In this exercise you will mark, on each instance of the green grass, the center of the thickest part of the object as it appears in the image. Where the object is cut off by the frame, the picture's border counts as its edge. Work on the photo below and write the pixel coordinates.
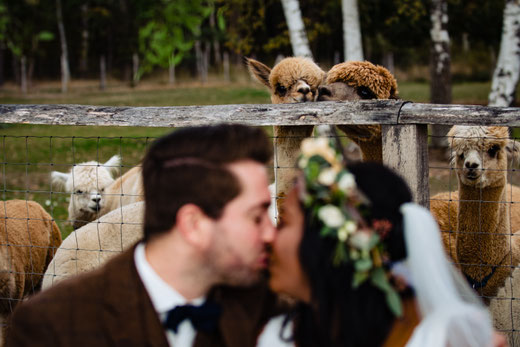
(30, 152)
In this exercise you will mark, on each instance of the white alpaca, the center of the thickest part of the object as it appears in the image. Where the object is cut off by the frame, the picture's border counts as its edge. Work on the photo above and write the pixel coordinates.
(95, 192)
(93, 244)
(481, 217)
(505, 308)
(28, 239)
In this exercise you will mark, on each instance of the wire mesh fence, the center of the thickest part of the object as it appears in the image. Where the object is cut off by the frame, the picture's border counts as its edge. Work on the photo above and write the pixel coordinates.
(478, 224)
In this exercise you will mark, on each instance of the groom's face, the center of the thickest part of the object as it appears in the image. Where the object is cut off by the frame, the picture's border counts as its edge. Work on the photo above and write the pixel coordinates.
(238, 248)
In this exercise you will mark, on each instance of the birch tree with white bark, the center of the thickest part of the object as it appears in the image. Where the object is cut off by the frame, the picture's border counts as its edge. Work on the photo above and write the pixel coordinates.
(293, 17)
(505, 76)
(353, 48)
(440, 65)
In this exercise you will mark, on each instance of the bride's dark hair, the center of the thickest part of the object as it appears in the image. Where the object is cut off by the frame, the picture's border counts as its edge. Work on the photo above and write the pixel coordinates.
(340, 315)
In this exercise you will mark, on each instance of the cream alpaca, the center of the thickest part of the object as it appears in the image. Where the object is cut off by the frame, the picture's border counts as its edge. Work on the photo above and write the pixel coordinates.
(93, 244)
(298, 80)
(95, 192)
(28, 239)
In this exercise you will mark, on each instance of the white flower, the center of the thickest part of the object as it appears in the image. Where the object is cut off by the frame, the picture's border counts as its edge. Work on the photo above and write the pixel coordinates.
(303, 162)
(347, 182)
(331, 216)
(360, 240)
(327, 176)
(346, 229)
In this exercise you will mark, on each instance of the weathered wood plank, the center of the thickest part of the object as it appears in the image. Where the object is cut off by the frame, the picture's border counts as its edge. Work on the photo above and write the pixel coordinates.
(383, 111)
(459, 114)
(405, 149)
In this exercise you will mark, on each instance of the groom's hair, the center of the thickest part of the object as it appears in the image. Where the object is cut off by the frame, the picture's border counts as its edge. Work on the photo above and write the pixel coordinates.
(345, 314)
(189, 165)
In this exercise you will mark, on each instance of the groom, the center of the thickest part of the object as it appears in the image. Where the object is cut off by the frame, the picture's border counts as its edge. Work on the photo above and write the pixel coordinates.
(195, 279)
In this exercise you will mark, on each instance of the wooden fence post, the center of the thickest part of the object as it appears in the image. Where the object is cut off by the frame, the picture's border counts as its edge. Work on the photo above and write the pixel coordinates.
(405, 149)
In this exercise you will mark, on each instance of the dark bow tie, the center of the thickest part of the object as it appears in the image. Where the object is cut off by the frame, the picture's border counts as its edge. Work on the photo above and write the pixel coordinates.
(203, 318)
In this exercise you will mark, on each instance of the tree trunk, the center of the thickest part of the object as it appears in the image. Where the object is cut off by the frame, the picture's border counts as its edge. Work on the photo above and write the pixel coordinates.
(65, 72)
(353, 48)
(30, 73)
(135, 69)
(23, 74)
(102, 73)
(225, 66)
(440, 66)
(198, 59)
(299, 40)
(83, 56)
(388, 61)
(505, 77)
(205, 60)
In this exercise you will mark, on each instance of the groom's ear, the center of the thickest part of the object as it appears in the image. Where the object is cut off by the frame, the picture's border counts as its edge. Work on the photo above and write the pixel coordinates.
(195, 226)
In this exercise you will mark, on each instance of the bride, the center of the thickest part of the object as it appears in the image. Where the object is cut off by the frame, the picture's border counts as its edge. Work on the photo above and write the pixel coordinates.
(365, 265)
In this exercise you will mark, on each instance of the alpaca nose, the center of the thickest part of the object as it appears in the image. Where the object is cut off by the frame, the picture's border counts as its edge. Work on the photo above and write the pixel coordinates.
(324, 91)
(471, 165)
(304, 89)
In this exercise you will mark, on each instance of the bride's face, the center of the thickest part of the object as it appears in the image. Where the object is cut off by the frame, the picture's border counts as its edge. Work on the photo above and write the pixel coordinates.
(286, 272)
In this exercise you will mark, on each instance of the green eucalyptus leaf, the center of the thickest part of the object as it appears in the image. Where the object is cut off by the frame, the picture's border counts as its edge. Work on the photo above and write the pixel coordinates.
(363, 264)
(359, 278)
(394, 302)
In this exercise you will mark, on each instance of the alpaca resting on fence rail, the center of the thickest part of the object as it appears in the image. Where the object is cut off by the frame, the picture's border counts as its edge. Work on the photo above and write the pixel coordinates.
(95, 192)
(298, 79)
(29, 237)
(93, 244)
(480, 224)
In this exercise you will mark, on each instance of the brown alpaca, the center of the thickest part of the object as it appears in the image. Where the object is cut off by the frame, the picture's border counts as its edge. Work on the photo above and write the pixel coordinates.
(482, 244)
(298, 79)
(292, 80)
(28, 239)
(357, 80)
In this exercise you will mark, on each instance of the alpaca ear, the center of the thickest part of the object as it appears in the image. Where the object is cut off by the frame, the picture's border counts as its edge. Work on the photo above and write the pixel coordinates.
(113, 164)
(59, 179)
(259, 70)
(513, 153)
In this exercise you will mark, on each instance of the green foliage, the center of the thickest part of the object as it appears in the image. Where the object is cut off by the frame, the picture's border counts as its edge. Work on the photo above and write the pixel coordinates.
(170, 32)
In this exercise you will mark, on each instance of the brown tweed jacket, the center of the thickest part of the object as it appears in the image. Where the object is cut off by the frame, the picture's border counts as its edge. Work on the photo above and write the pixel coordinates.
(110, 307)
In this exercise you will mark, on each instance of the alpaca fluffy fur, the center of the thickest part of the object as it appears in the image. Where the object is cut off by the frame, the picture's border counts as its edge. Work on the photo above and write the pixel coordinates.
(29, 237)
(378, 83)
(95, 192)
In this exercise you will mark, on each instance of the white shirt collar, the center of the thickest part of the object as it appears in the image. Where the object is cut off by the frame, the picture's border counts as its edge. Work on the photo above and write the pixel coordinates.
(162, 295)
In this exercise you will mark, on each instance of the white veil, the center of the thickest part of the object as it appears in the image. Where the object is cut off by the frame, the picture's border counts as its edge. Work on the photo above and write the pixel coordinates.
(452, 314)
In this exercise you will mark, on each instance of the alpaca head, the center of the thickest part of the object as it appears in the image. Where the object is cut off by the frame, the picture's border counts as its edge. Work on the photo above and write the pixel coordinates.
(479, 155)
(86, 182)
(358, 80)
(292, 80)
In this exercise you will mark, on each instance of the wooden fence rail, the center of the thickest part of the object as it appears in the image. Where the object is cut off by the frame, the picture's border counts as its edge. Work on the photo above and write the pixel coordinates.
(404, 124)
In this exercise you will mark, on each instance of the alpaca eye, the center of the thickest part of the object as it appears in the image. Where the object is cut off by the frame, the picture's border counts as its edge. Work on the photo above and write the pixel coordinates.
(281, 90)
(493, 150)
(365, 93)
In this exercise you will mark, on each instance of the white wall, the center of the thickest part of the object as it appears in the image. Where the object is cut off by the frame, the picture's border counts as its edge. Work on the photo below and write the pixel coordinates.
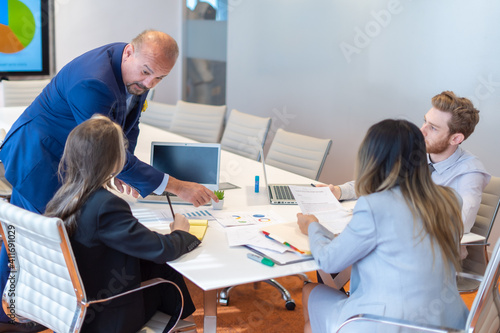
(81, 25)
(285, 60)
(286, 57)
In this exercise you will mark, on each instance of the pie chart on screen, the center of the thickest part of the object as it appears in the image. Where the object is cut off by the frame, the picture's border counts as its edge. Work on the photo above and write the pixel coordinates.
(17, 26)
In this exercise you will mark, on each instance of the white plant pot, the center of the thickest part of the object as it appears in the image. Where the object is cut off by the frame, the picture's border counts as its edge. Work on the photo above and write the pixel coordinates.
(218, 205)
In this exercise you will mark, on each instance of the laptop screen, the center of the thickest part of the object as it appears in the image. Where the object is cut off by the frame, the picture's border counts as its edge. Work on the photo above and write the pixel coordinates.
(194, 162)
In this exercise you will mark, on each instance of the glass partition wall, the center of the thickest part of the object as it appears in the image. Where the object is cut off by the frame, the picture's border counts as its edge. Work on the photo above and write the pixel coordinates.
(205, 46)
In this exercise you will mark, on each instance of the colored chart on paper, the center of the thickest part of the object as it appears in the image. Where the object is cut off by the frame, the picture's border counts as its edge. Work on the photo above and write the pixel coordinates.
(232, 219)
(17, 26)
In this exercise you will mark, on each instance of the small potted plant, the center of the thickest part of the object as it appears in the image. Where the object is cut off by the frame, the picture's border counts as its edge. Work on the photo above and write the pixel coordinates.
(220, 195)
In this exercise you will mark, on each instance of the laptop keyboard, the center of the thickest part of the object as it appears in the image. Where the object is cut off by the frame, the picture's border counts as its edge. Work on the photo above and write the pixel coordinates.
(283, 192)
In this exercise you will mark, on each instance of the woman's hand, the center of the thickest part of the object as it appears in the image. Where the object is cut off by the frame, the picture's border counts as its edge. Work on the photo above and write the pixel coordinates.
(304, 220)
(180, 223)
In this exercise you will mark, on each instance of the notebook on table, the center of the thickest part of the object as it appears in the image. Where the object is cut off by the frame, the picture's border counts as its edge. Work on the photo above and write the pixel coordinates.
(194, 162)
(279, 194)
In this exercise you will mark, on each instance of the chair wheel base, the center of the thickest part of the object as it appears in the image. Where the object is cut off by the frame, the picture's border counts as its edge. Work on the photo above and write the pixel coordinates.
(290, 305)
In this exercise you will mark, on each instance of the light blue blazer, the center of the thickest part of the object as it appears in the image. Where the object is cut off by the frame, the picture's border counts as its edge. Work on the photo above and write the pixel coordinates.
(397, 271)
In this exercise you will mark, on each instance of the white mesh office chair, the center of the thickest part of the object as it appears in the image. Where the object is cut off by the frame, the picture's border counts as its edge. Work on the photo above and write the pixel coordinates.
(199, 122)
(484, 315)
(158, 115)
(22, 93)
(477, 259)
(48, 286)
(245, 134)
(297, 153)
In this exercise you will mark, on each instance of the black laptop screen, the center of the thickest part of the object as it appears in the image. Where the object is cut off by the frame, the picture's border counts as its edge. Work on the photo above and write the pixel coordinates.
(188, 162)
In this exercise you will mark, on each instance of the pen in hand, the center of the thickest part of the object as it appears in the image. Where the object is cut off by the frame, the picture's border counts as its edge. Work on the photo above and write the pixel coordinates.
(170, 204)
(262, 260)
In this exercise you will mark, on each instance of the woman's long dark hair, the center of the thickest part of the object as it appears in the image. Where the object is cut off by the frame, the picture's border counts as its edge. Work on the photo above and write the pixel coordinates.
(94, 153)
(393, 154)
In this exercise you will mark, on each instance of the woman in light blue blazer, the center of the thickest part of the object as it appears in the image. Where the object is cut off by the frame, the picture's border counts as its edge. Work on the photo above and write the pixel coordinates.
(402, 242)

_ _ _ _ _ _ _

### Challenge
Look above for the line containing "the woman's long"; copy from it through the last line, exactly, and nothing more.

### Response below
In this exercise you will mark, on each instance of the woman's long dark hair, the center of the thickest part of the object as it appears in the image. Where the object is cut off by the frame, the picture's border counts as its edge. Work on the photo above and write the pixel coordinates.
(94, 153)
(393, 154)
In this exercise you will mark, on each instance of the woman in light blue blazer, the center of the thickest part of the object as it appears in the image. Where the object is cut off by the frame, the picture's border counts as its edge. Work on the photo above and write the pixel coordinates.
(402, 242)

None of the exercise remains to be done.